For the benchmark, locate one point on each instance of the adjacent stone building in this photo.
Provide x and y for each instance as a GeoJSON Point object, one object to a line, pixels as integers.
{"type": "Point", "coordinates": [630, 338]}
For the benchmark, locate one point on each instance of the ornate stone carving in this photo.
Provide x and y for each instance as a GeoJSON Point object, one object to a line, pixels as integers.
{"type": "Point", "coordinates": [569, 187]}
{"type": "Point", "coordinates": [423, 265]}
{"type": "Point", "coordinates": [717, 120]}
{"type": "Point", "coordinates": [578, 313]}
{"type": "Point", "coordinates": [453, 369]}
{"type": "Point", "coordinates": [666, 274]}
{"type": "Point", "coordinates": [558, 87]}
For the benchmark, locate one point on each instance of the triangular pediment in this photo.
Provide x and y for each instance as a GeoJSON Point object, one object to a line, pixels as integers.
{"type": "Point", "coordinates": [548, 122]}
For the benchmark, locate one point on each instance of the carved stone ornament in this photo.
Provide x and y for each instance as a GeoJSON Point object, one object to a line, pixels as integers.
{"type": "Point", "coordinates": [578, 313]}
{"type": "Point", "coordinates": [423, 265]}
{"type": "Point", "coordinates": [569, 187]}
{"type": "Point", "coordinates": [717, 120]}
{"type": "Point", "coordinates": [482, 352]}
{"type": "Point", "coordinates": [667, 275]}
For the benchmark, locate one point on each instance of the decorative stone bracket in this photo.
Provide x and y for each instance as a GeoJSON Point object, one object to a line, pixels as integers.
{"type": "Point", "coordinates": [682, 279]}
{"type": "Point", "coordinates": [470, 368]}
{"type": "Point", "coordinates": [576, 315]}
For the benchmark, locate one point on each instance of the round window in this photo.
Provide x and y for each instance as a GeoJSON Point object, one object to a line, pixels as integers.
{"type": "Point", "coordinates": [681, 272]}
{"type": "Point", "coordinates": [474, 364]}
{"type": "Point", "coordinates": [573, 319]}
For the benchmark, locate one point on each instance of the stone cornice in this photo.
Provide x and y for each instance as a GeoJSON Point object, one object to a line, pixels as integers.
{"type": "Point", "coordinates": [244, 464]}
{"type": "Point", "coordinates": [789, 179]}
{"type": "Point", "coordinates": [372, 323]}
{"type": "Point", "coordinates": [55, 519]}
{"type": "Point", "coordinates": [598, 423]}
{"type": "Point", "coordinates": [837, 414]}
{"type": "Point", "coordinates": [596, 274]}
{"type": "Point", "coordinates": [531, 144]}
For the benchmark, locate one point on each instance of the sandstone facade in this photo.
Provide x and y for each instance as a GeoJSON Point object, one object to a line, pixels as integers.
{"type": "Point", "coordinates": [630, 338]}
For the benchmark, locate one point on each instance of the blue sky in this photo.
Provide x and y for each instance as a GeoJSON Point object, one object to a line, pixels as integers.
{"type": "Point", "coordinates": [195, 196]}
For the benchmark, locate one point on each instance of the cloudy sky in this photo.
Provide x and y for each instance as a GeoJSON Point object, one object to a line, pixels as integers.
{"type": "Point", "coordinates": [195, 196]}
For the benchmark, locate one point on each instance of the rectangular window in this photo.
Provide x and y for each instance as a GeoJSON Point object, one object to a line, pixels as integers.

**********

Copy out, word for word, the stretch from the line containing "rectangular window in this photo." through the end of the items.

For the benchmark, locate one point on each instance of the rectangular window in this photo.
Provide x and y for each instance as a GeoJSON Point object, one object to a line, pixels as integers.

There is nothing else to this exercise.